— begin —
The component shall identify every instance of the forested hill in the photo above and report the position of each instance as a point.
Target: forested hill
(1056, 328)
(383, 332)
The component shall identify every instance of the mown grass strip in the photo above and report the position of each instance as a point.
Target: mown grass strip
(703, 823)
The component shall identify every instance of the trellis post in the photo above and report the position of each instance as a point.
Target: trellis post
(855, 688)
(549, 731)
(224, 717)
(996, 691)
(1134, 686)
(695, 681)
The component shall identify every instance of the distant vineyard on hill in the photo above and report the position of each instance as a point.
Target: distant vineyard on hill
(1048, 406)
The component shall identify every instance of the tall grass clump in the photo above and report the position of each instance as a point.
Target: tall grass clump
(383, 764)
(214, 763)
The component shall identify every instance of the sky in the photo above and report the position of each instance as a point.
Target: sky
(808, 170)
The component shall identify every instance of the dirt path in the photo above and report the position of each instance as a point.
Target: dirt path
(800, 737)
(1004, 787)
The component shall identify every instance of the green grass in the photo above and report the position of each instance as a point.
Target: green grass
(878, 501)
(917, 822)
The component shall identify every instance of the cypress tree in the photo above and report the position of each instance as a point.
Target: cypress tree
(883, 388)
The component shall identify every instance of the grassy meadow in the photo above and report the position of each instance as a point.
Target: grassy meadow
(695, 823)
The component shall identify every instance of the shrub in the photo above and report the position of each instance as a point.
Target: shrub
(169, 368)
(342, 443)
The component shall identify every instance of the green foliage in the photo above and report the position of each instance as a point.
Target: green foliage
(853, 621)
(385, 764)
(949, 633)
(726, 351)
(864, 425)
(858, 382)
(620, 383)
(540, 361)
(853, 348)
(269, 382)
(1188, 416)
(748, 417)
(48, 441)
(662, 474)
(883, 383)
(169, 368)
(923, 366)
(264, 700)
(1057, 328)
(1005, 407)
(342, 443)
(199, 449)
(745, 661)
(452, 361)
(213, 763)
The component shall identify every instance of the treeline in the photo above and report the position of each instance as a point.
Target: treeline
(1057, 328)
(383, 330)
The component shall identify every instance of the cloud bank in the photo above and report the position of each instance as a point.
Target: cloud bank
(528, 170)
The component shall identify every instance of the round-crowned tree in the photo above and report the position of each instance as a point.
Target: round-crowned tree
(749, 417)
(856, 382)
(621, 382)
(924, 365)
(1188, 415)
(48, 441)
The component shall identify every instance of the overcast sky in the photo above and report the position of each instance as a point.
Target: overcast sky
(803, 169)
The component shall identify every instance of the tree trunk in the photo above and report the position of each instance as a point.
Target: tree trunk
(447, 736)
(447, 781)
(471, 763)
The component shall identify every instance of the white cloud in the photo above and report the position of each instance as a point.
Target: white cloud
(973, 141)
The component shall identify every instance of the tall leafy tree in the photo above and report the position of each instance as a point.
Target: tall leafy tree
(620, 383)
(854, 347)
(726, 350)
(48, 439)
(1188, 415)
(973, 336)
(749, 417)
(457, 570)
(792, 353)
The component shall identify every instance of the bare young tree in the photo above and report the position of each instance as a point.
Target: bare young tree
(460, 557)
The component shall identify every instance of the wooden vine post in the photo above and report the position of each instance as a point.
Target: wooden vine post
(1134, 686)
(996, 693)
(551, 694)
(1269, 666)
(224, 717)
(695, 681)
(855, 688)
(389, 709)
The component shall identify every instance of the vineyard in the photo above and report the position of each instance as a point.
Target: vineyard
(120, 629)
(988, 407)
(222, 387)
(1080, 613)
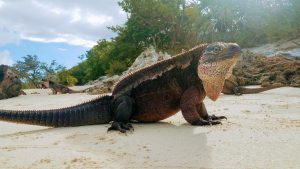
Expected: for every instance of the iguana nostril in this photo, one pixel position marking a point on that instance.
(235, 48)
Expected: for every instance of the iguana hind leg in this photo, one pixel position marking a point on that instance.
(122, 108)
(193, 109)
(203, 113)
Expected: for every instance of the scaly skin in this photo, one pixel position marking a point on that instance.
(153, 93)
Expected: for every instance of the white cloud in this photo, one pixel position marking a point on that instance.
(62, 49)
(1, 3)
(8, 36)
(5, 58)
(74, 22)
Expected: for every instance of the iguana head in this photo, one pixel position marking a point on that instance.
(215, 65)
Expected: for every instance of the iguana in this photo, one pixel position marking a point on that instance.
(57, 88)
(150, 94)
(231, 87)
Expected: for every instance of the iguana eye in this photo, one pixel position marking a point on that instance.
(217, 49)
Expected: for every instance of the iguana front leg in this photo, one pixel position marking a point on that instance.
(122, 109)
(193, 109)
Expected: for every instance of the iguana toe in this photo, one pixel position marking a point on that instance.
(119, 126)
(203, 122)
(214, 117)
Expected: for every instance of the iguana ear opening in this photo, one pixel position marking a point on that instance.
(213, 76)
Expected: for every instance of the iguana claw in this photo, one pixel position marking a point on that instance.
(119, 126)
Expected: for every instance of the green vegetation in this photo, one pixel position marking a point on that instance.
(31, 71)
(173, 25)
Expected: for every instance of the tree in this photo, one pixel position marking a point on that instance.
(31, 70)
— end —
— begin —
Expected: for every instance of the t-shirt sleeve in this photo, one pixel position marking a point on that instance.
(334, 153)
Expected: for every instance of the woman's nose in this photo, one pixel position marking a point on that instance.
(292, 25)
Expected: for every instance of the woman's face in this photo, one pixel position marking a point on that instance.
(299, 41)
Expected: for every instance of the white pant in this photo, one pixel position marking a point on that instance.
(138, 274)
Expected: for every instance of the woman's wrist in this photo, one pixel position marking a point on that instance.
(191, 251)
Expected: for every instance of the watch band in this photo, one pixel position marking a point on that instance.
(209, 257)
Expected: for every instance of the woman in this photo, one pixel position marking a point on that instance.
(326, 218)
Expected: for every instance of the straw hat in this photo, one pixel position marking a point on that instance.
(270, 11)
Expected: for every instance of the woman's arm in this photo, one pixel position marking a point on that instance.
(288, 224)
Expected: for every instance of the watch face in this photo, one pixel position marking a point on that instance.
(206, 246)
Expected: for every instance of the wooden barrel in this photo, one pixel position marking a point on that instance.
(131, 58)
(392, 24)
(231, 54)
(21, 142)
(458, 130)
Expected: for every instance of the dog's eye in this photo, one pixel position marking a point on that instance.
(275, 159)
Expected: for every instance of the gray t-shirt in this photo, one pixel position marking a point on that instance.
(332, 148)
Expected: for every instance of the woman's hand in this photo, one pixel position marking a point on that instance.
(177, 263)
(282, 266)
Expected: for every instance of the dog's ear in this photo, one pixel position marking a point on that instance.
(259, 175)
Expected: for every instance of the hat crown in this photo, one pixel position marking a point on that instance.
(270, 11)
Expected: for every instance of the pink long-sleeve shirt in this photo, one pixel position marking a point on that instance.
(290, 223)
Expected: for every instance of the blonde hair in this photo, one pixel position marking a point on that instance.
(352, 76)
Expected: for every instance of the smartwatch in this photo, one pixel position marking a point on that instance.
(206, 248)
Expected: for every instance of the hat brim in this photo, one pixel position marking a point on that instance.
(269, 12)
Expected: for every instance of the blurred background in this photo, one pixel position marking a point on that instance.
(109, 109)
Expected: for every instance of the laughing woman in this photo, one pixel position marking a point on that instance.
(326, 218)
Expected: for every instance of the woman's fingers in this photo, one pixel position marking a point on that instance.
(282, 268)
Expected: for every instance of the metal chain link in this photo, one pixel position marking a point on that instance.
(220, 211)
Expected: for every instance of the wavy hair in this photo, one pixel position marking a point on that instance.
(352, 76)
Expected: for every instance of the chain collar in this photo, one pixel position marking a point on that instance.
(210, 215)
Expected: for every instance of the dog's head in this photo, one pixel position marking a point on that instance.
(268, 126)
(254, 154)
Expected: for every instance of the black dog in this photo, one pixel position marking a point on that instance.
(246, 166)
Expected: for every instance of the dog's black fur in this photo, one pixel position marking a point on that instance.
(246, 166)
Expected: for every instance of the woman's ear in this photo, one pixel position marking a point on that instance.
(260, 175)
— end —
#### YOUR TASK:
Please pull out every line in the rows above that contains the string "crowned", treating uppercase and lowercase letters as different.

#### REPLY TO THE EXERCISE:
The component shall identify every instance of the round-crowned tree in the photo above and report the position of each instance as a point.
Target: round-crowned tree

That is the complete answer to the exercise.